*** Opening of Passage for review ***

Efforts are underway to study the possibilities of oral smallpox treatment TPOXX as a post-exposure prophylactic (PEP), with the announcement of clinical trials by SIGA Technologies, Inc. last week.

These trials will support a U.S. Food and Drug Administration (FDA) label expansion for the drug, approved for its current use in 2018. Two studies will likely be initiated this year. The first will compare immune responses to the Jynneos smallpox vaccine against the immune response with Jynneos while on TPOXX treatment to determine if TPOXX interferes with the development of immune responses to the vaccine. A second study will focus on developing an expanded safety dataset to undertake 28-day TPOXX doses for PEP indication, compared against the approved smallpox treatment indication, which is 14 days.

*** Close of Passage for review ***
*** Opening of Dataset records ***

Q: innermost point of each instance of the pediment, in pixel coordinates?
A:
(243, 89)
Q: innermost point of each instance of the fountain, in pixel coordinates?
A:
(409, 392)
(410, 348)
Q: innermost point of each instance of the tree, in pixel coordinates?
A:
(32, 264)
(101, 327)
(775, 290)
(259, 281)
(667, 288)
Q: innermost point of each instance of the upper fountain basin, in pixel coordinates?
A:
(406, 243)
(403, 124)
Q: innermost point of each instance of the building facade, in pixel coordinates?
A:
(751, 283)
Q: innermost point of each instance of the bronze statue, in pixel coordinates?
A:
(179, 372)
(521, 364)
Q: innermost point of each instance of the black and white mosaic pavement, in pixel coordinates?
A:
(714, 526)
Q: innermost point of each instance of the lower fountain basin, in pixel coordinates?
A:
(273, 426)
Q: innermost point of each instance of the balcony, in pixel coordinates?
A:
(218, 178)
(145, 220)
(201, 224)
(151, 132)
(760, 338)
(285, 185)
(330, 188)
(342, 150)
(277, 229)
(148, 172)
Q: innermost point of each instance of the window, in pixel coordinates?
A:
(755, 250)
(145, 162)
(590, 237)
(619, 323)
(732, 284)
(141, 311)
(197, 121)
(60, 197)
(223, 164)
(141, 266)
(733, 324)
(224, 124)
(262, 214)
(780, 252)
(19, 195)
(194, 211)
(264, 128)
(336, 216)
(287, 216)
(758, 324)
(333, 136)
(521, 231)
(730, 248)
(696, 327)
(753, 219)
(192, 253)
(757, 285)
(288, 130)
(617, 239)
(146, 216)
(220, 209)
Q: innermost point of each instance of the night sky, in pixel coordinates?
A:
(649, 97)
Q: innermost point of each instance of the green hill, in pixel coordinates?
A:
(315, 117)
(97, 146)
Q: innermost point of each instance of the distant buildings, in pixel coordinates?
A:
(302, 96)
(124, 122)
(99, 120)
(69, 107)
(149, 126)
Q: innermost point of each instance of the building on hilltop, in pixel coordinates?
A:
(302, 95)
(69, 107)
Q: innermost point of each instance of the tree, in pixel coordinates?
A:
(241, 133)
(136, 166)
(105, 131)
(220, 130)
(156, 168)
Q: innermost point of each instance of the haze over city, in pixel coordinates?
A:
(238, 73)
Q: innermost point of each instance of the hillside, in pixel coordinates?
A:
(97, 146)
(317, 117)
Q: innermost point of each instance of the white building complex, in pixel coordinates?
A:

*** Close of Dataset records ***

[Your tasks]
A – In the passage on the TPOXX trials, rewrite the paragraph beginning "These trials will support" as a short bulleted list that keeps its main facts.
B – Extend the passage on the TPOXX trials, picking up after its final sentence.

[Answers to the exercise]
A –
- The trials will support an expanded FDA label for TPOXX, which was approved for its current use in 2018.
- Two studies will likely begin this year.
- The first will compare immune responses to the Jynneos smallpox vaccine with and without TPOXX treatment, to see whether TPOXX interferes with the vaccine response.
- The second will build a larger safety dataset for 28-day TPOXX doses for PEP use, compared with the 14-day course approved for smallpox treatment.

B –
“The use of TPOXX for post-exposure prophylaxis has always been an important opportunity for TPOXX use in an outbreak of smallpox,” Dr. Phil Gomez, CEO of SIGA, said. “This was highlighted by the U.S. Government during our initial 2011 procurement and discussed extensively at our FDA Advisory committee meeting in 2018, where TPOXX received a unanimous vote to recommend approval for treatment of smallpox. The COVID-19 pandemic has also shown vaccine hesitancy is a real issue for pandemic response, and the balance of vaccines and anti-viral drugs in stockpiles must be reevaluated in light of current experience.”

The commercial-stage pharmaceutical company has worked with the U.S. Department of Defense’s Joint Program Executive Office for Chemical, Biological, Radiological and Nuclear Defense (JPEO-CBRND) to develop the PEP indication under an approximately $26 million research and development contract. This was meant to counter military concerns about smallpox’s potential use as a bioweapon.

TPOXX was originally authorized by the FDA as a smallpox treatment specifically to neutralize the impact of a potential outbreak or terror attack. In the years since, it has been similarly approved by Health Canada and the European Medicines Agency. In the latter case, initiated earlier this year, the treatment was granted its broadest indication thus far, as it can be used to treat smallpox, monkeypox, cowpox, and complications from vaccination for smallpox.